* Set exercise: Repeat every entry word for word, but leave the images out of your copy.

Point labeling examples
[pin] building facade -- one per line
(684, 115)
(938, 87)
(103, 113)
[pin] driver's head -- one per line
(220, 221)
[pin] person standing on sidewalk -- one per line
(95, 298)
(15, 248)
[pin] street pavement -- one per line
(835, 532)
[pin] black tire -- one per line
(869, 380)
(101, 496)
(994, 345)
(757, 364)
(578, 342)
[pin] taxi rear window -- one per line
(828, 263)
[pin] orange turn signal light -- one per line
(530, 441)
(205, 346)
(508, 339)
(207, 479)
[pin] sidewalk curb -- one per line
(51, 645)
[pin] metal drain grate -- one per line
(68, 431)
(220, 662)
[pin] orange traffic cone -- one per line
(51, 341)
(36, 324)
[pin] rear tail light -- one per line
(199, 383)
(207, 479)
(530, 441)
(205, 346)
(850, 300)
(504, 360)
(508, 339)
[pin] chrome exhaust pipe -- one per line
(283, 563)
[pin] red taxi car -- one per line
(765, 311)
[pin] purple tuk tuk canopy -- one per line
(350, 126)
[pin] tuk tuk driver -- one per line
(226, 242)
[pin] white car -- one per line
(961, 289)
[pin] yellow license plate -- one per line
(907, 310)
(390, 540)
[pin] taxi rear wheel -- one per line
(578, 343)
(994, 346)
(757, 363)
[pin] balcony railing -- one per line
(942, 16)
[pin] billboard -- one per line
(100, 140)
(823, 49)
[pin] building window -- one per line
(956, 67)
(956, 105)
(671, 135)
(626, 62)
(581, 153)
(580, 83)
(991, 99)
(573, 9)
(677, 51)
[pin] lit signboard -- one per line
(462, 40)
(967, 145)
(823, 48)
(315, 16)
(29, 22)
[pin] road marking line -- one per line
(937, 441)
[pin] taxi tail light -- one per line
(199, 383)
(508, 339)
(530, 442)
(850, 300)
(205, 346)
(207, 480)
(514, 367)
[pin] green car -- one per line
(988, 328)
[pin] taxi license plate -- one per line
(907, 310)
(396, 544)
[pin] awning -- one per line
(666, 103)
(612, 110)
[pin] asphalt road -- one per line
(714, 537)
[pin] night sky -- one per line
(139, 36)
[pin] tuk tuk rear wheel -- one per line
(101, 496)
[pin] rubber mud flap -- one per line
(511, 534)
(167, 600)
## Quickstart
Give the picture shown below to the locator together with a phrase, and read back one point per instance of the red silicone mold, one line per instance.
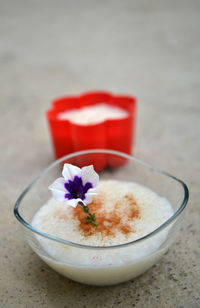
(111, 134)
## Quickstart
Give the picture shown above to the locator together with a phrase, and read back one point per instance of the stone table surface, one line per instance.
(150, 49)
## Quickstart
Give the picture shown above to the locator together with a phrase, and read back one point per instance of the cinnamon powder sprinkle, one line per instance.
(109, 222)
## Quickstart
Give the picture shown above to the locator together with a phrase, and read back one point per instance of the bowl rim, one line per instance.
(92, 151)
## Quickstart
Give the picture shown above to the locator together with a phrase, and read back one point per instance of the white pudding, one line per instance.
(124, 212)
(93, 114)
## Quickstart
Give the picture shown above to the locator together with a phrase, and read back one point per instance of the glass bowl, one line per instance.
(114, 264)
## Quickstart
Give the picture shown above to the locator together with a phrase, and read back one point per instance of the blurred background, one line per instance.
(149, 49)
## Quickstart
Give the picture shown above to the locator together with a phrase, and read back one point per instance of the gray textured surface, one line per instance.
(150, 49)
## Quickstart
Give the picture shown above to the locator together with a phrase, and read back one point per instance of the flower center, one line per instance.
(76, 189)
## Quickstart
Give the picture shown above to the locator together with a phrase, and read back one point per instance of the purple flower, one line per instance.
(76, 185)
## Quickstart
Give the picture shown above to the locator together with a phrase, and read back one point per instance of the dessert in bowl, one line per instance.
(138, 213)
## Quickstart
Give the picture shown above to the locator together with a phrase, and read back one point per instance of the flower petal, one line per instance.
(70, 171)
(73, 202)
(88, 174)
(58, 184)
(88, 199)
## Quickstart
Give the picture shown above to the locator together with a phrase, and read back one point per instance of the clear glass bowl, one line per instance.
(115, 264)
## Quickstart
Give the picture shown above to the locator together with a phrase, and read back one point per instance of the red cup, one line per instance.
(114, 134)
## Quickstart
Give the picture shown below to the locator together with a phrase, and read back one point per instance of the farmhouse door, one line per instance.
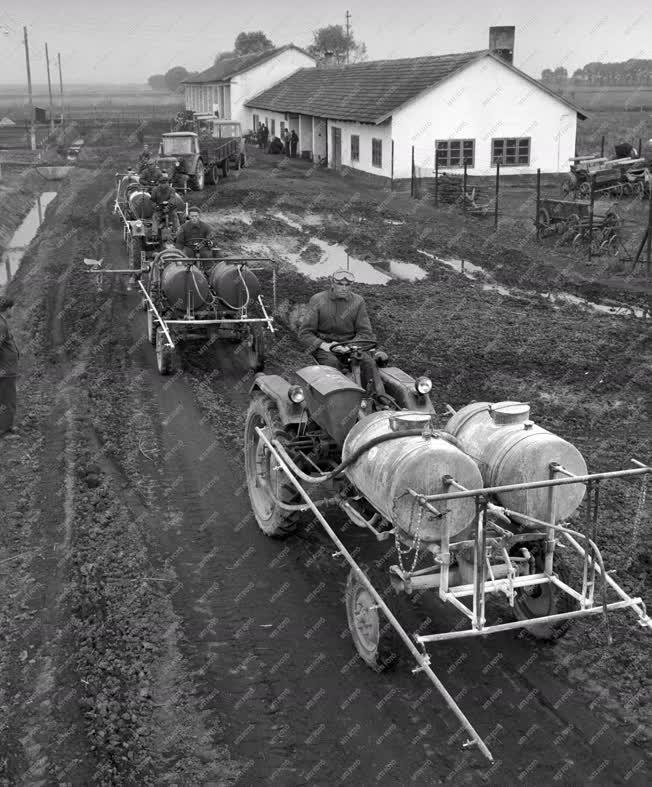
(336, 138)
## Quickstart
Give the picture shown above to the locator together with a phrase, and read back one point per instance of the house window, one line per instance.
(455, 152)
(355, 147)
(377, 152)
(510, 152)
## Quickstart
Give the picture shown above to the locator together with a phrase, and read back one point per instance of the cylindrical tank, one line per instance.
(228, 283)
(177, 281)
(385, 472)
(140, 204)
(511, 449)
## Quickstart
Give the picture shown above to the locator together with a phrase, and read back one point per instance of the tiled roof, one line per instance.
(365, 92)
(370, 92)
(225, 69)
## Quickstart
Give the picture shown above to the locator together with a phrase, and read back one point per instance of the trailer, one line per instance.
(479, 507)
(571, 219)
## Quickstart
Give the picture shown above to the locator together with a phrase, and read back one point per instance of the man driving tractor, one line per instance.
(193, 237)
(336, 317)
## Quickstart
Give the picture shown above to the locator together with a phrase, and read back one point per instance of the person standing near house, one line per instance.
(8, 373)
(294, 141)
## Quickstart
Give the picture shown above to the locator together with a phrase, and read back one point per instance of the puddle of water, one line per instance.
(21, 239)
(469, 270)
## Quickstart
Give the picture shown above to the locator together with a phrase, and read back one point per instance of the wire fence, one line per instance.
(607, 221)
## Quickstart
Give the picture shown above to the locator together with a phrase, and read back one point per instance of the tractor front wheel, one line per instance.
(266, 481)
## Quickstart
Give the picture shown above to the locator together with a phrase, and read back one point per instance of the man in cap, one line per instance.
(164, 195)
(193, 232)
(8, 372)
(335, 316)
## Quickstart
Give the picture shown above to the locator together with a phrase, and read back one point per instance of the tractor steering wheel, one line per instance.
(360, 344)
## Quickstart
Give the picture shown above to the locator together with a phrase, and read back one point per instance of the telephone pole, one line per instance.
(348, 35)
(32, 131)
(60, 88)
(47, 61)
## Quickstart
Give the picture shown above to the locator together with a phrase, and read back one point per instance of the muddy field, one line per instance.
(152, 635)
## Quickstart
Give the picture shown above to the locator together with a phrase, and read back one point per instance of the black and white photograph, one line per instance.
(325, 386)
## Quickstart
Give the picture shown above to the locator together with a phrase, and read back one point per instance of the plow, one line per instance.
(479, 507)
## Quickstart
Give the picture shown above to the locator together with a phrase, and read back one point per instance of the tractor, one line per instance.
(473, 506)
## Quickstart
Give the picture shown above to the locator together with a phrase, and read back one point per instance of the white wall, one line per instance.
(366, 132)
(485, 101)
(248, 84)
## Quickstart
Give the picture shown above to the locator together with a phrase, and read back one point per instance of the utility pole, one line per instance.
(47, 60)
(348, 34)
(32, 131)
(60, 88)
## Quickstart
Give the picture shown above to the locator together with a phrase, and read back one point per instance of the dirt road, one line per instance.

* Output for this task:
[pin] building facade -- one per line
(684, 115)
(938, 87)
(103, 113)
[pin] driver's head -- one per line
(220, 221)
[pin] person standing on sidewalk -- one per line
(95, 298)
(15, 248)
[pin] street pavement -- one per line
(835, 532)
[pin] black tire -- one per line
(869, 380)
(101, 496)
(994, 345)
(757, 364)
(578, 342)
[pin] taxi rear window -- one per line
(828, 263)
[pin] orange turn signal light -- one per line
(530, 441)
(205, 346)
(508, 339)
(207, 479)
[pin] sidewalk curb -- one per line
(51, 645)
[pin] metal drain grate -- one per line
(68, 431)
(220, 662)
[pin] orange traffic cone -- one per line
(51, 341)
(36, 324)
[pin] rear tail light -- one per line
(199, 383)
(207, 479)
(530, 441)
(205, 346)
(850, 300)
(504, 360)
(508, 339)
[pin] chrome exhaust pipe -- one per line
(283, 563)
[pin] red taxi car -- one per line
(765, 311)
[pin] purple tuk tuk canopy -- one per line
(350, 126)
[pin] tuk tuk driver -- one per line
(226, 242)
[pin] white car -- one per line
(961, 289)
[pin] yellow license plate -- one per line
(907, 310)
(390, 540)
[pin] taxi rear wheel -- one per line
(578, 343)
(994, 346)
(757, 363)
[pin] balcony railing -- one per line
(942, 16)
[pin] billboard -- one per line
(100, 140)
(823, 49)
[pin] building window -- one per line
(956, 67)
(956, 105)
(671, 135)
(626, 62)
(581, 153)
(580, 83)
(991, 99)
(573, 9)
(677, 51)
[pin] lit signboard -- one per line
(462, 40)
(967, 145)
(823, 48)
(315, 16)
(29, 22)
[pin] road marking line -- one per line
(937, 441)
[pin] taxi tail light -- one per line
(199, 383)
(508, 339)
(530, 442)
(850, 300)
(205, 346)
(207, 480)
(514, 367)
[pin] green car -- one per line
(988, 328)
[pin] taxi license plate -- one per line
(907, 310)
(396, 544)
[pin] awning -- one per line
(666, 103)
(612, 110)
[pin] asphalt road -- one per line
(714, 537)
[pin] night sky -- one per line
(139, 36)
[pin] tuk tuk rear wheel -- one per line
(101, 496)
[pin] rubber mud flap -- one per line
(511, 534)
(167, 600)
## Quickstart
Give the picture shown below to the locator together with a phrase, and read back one point per instance of the red silicone mold, one line per instance.
(111, 134)
## Quickstart
Give the picture shown above to the locator together with a phrase, and read back one point per instance of the stone table surface, one line per instance.
(150, 49)
## Quickstart
Give the picture shown above to the locator together with a phrase, and read back one point per instance of the cinnamon powder sprinkle, one line per instance.
(109, 222)
## Quickstart
Give the picture shown above to the locator together with a phrase, and read back one point per instance of the bowl rim, one line per instance.
(92, 151)
## Quickstart
Give the picture shown above to the locator together with a phrase, and read back one point per instance of the white pudding, one line per instance.
(124, 212)
(93, 114)
## Quickstart
Give the picture shown above to the locator together with a phrase, and read back one point per instance of the glass bowl, one line per instance.
(114, 264)
## Quickstart
Give the picture shown above to the locator together with a phrase, and read back one point per instance of the blurred background, one line per instance.
(149, 49)
## Quickstart
Give the picture shown above to the locator together with a phrase, and read back one point per instance of the gray textured surface, one line per instance.
(150, 49)
## Quickstart
Give the picture shown above to the locator together with a phrase, and read back one point per instance of the flower center, one line per instance.
(76, 189)
## Quickstart
Give the picture shown above to the locator together with a phrase, and read back one point per instance of the purple flower, one line per instance.
(76, 185)
## Quickstart
Give the picture shown above to the locator together with a phrase, and read back one point per instance of the dessert in bowl, one line per instance.
(138, 213)
## Quickstart
Give the picture shown above to the locator together with a phrase, and read back one point per instance of the flower petal, one line per instance.
(70, 171)
(73, 202)
(88, 174)
(58, 184)
(88, 199)
## Quickstart
Give the picture shown above to the locator together with a phrase, and read back one point per instance of the clear glass bowl, one line per instance.
(115, 264)
## Quickstart
Give the picture shown above to the locator together with a phrase, and read back one point per instance of the red cup, one line per instance.
(114, 134)
## Quickstart
Give the picture shown below to the locator together with a phrase, and read back one point per instance of the farmhouse door, one line per instance.
(336, 138)
## Quickstart
Give the picture shown above to the locator together with a phrase, and read back one point per instance of the house window, one line per instance.
(455, 152)
(355, 147)
(377, 152)
(510, 152)
## Quickstart
Give the picture shown above to the locator together with a phrase, and read back one point per instance of the cylindrical tank, one line per instance.
(228, 283)
(177, 281)
(385, 472)
(140, 204)
(511, 449)
## Quickstart
Give the picture shown above to the locator together with a phrase, and read back one point per instance of the tiled roof, one line per instance.
(365, 92)
(370, 92)
(225, 69)
## Quickstart
Give the picture shown above to the locator together with a phrase, and read back one point per instance of the trailer, one line per instance.
(479, 507)
(571, 219)
## Quickstart
Give the picture shown above to the locator together with a phrase, and read back one point per instance of the man driving tractor, one line per instance.
(193, 237)
(336, 317)
## Quickstart
Give the picture shown above to the locator together with a phrase, and read back one point per instance of the person standing near house, one line per instance.
(8, 373)
(294, 141)
## Quickstart
Give the picture shown above to the locator together with a phrase, and read back one point per instance of the puddle of water, one line per instance.
(21, 239)
(469, 270)
## Quickstart
Give the picture shown above to the locator together with a phrase, and read back one point per instance of the wire fence, one line per instance.
(607, 221)
## Quickstart
Give the picture shown above to the locator together with a phrase, and read back one point per instance of the tractor front wheel, one line per instance.
(266, 481)
## Quickstart
Give the picture shown above to the locator together with a phrase, and read back one point per instance of the man in cap, one line per instance.
(164, 195)
(193, 232)
(8, 372)
(335, 316)
## Quickstart
Give the picture shown above to the locator together with a phrase, and read back one point per instance of the tractor steering wheel, one line per instance.
(360, 344)
## Quickstart
Give the picture shown above to the locator together with a phrase, and read back one point per instance of the telephone pole, one line per instance.
(348, 35)
(32, 131)
(60, 88)
(47, 61)
## Quickstart
Give the picture shown above to the locator together with a phrase, and read back one point per instance of the muddy field, one line per instance.
(152, 635)
## Quickstart
Give the picture shown above to the locator together with a phrase, and read back one point per instance of the black and white photograph, one line per instance.
(325, 386)
## Quickstart
Give the picture shown above to the locator together with a phrase, and read back one point per instance of the plow, one line per instance.
(479, 507)
## Quickstart
Give the picture shown above to the locator together with a phrase, and read back one point per instance of the tractor, one line per instance.
(473, 506)
## Quickstart
Give the picture shown above to the locator together with a phrase, and read back one point per instance of the white wall, one line per instance.
(366, 132)
(485, 101)
(248, 84)
## Quickstart
Give the picture shown above to the locator together with a phrase, and read back one point per instance of the utility pole, one line per instance.
(47, 60)
(348, 34)
(32, 131)
(60, 88)
## Quickstart
Give the picture shown above to the locator together with a phrase, and read back one point per instance of the dirt road, one line per instance.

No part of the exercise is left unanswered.